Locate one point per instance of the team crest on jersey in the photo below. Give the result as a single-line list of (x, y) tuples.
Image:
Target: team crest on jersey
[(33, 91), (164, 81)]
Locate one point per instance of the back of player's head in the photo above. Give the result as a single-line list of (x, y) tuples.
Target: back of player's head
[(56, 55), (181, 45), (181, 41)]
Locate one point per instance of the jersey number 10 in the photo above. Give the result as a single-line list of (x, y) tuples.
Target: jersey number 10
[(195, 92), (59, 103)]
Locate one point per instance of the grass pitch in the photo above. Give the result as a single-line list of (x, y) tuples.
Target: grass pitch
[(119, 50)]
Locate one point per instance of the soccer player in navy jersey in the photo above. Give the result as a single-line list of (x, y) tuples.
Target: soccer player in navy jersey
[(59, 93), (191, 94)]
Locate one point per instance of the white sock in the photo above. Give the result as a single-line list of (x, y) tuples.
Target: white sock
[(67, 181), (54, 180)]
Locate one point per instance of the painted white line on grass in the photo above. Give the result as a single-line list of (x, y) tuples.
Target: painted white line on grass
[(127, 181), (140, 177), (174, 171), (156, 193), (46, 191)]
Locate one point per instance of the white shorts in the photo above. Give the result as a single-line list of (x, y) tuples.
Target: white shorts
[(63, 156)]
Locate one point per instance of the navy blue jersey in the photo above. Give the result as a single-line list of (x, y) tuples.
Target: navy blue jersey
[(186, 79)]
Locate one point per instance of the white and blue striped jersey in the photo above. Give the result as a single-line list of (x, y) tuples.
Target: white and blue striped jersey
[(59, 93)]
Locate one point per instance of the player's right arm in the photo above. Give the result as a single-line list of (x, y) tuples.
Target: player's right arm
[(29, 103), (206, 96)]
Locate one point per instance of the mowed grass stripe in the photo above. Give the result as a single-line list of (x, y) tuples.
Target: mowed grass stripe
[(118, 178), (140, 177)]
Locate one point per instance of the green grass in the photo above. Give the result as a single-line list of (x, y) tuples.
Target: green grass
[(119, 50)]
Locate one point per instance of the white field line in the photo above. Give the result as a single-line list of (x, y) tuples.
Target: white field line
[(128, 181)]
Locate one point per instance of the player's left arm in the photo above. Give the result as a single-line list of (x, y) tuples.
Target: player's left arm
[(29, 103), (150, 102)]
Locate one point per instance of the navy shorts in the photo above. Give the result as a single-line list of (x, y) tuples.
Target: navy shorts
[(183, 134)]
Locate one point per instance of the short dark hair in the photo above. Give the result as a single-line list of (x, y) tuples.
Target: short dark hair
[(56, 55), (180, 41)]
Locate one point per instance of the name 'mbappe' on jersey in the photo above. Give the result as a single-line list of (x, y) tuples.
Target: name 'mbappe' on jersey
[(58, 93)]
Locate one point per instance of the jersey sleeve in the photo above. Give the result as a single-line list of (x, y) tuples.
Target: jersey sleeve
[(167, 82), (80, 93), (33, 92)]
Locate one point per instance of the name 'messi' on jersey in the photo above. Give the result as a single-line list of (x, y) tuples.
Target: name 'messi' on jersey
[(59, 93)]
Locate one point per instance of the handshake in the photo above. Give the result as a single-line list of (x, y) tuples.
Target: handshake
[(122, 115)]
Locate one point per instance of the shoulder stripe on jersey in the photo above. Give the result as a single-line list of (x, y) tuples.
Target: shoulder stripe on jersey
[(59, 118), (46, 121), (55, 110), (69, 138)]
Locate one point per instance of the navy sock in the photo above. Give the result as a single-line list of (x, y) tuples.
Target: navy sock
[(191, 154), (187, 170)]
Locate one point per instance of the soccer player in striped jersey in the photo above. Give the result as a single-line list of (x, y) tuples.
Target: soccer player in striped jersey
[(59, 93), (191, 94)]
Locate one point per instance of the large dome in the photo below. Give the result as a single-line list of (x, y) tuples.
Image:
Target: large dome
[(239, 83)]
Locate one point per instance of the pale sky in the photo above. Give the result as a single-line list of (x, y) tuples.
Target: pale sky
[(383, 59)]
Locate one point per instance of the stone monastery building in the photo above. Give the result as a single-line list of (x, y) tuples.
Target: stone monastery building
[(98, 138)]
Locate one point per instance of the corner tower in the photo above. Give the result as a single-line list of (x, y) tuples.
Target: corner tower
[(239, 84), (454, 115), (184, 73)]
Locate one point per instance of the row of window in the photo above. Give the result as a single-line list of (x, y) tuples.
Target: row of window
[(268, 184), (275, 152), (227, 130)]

Problem statement
Please go over the data above and copy each line with "below" in it.

The completed task
Locate one point per instance of the team crest on jersey in the photo below. Give the result as a single-line list of (x, y) tuples.
Locate one point per instance of the large dome in the photo below. Give the result as a single-line list of (x, y) tuples.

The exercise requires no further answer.